>> start PROVIDED INFORMATION
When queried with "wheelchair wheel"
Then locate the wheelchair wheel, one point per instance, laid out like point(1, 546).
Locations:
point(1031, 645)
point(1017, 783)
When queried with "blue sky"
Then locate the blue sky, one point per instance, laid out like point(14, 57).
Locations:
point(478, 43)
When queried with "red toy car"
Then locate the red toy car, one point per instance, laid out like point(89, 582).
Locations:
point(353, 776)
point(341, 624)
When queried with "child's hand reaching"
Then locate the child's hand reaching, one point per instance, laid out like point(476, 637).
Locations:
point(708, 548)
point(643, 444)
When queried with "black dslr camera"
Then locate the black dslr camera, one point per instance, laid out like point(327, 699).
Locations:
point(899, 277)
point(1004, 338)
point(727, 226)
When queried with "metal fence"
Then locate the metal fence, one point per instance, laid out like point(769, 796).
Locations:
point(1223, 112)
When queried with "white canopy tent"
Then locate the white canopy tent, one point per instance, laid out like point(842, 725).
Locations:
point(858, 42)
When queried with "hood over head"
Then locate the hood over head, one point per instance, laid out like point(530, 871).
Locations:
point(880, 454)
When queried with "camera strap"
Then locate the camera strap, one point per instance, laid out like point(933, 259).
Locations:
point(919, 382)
>> end PROVIDED INFORMATION
>> start PROVIDED INFORMATION
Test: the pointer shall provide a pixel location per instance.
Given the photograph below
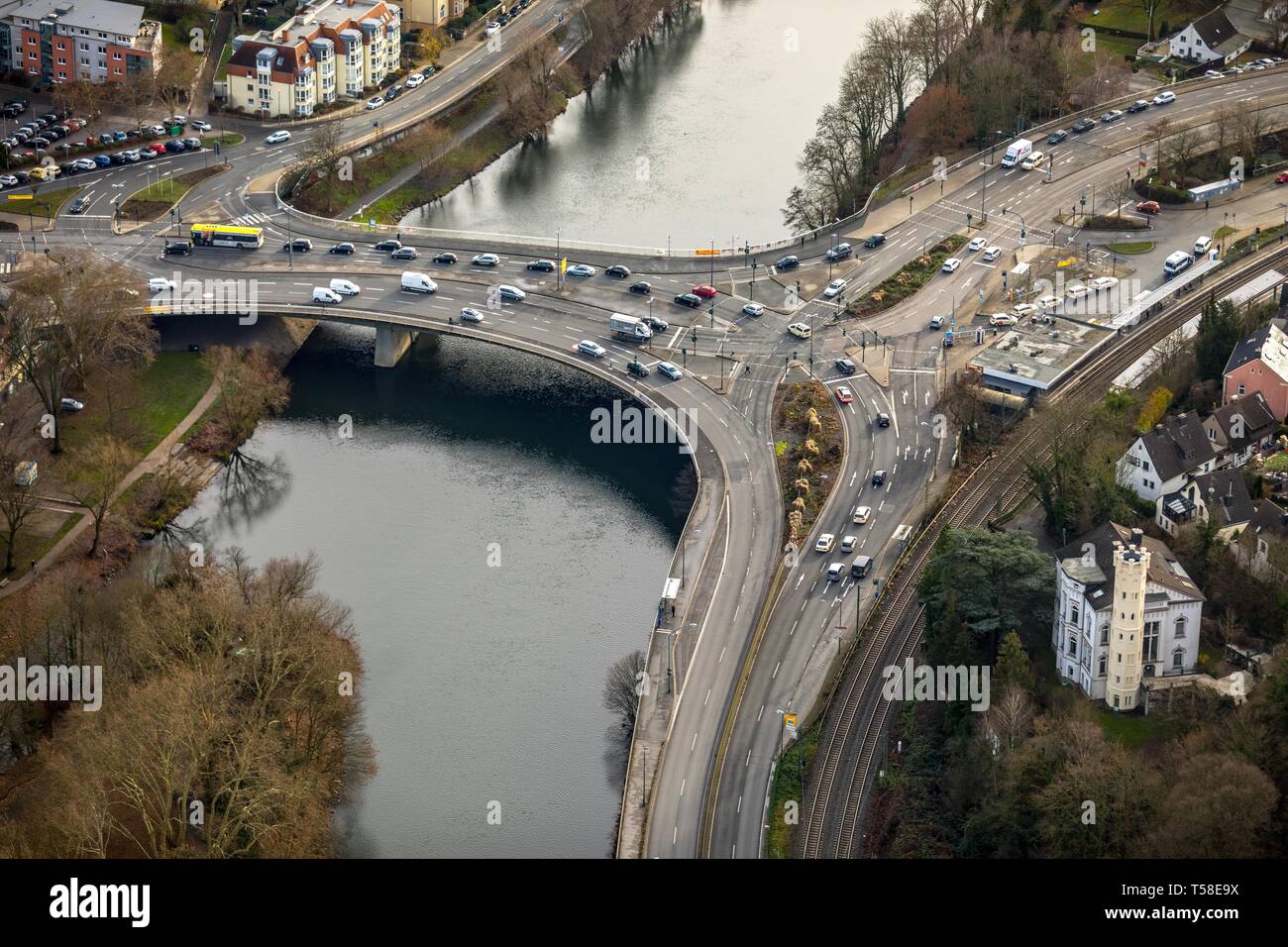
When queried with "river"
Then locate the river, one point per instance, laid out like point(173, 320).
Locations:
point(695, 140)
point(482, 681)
>> end PROVIDED INFORMATION
STATED EXERCISE – Format the entries as a numbered list, starting with the line containing "Test: the pointer" and going on through the line containing "point(482, 681)", skipping blank lines and leaving out the pictures.

FINISHED ANSWER –
1. Test: the pointer shall provide a pixel location per instance.
2. Given the photograph below
3. When queried with "river"
4. Then locate the river, one point per instance, laid out like point(173, 320).
5. Locations:
6. point(695, 140)
7. point(482, 681)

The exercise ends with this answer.